**TEXT PROVIDED**

*****

There are clear marks of torture. We get information that some of those who remain there have died.

As that is happening, and I am calling it good progress — forget about the other stories of how they have been mistreated — the other side says, you see we have shown a good gesture. Now you must also do something.

We say, what? Something that tells Rwandans to start traveling to Uganda. And I asked one of the officials who came to see me and told me that: I can easily say that, make a statement that you released nine people, everything is okay, you can start going to Uganda.

I told this official, suppose I start doing that, and the next day and another day more Rwandans are arrested and those still in custody are not released.

Are you suggesting I would go tell these Rwandans, you know what, I was deceived. Again stop going there.

So I told them, look, simply do us a favour. Just stop this thing with Rwandans because most of those arrested have no case, and if they have a case it hasn’t been put to courts for months and years. What kind of situation is this?

Now, if you stop that first, and second, if you really stop associating with these groups you have been giving support to in order to destabilise our country, automatically the borders would be open.

It’s automatic. It’s just a direct consequence, a result of the other.

I said, the matter is simple. Not a question of saying I do that, you do that. No, for us it’s one thing.

What I am being asked to do is say Rwandans can start comfortably going to Uganda. That’s what I am being asked.

*****

**DATA**
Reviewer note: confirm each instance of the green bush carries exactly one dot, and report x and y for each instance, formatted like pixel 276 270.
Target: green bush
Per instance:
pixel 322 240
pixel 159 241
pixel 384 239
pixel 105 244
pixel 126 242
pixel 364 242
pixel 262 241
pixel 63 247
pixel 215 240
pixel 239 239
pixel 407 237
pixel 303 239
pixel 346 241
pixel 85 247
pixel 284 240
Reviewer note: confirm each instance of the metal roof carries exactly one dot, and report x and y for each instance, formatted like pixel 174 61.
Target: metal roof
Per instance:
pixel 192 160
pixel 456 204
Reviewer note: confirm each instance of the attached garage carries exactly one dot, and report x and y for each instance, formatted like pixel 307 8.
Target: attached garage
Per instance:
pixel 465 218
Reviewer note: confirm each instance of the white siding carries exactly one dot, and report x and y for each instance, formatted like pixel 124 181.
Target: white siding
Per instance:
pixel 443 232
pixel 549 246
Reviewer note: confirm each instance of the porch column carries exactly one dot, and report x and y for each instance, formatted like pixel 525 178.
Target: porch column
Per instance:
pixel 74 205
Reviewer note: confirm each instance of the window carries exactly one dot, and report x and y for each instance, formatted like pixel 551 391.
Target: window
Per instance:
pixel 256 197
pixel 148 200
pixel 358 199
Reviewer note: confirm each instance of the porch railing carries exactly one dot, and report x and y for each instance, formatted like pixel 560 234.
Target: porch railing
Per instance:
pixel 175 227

*****

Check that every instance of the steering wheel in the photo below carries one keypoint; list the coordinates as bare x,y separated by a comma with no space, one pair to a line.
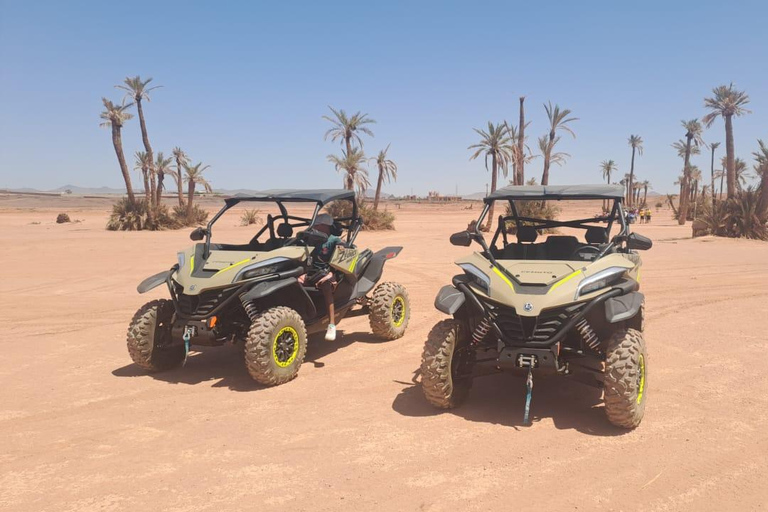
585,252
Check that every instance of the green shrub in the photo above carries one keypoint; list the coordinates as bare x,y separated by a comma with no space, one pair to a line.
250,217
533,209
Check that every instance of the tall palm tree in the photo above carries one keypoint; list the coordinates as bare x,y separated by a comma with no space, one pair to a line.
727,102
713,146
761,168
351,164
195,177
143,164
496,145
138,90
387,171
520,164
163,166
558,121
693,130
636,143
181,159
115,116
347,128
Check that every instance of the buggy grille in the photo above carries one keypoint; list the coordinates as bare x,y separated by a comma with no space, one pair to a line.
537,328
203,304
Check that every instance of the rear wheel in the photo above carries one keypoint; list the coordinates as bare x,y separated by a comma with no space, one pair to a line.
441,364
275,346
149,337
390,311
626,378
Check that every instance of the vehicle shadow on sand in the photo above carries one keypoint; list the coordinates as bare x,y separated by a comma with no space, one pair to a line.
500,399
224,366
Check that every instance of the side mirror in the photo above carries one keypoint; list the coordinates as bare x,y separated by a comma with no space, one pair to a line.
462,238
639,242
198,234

*****

**TASK REQUIREMENTS**
(1) In the remarks, how many released people did an official suggest the speaker mention in a statement?
(2) Duplicate the passage of the remarks that begins at the words "So I told them, look, simply" and stops after "am being asked.".

**FINAL RESULTS**
(1) Nine.

(2)
So I told them, look, simply do us a favour. Just stop this thing with Rwandans because most of those arrested have no case, and if they have a case it hasn’t been put to courts for months and years. What kind of situation is this?

Now, if you stop that first, and second, if you really stop associating with these groups you have been giving support to in order to destabilise our country, automatically the borders would be open.

It’s automatic. It’s just a direct consequence, a result of the other.

I said, the matter is simple. Not a question of saying I do that, you do that. No, for us it’s one thing.

What I am being asked to do is say Rwandans can start comfortably going to Uganda. That’s what I am being asked.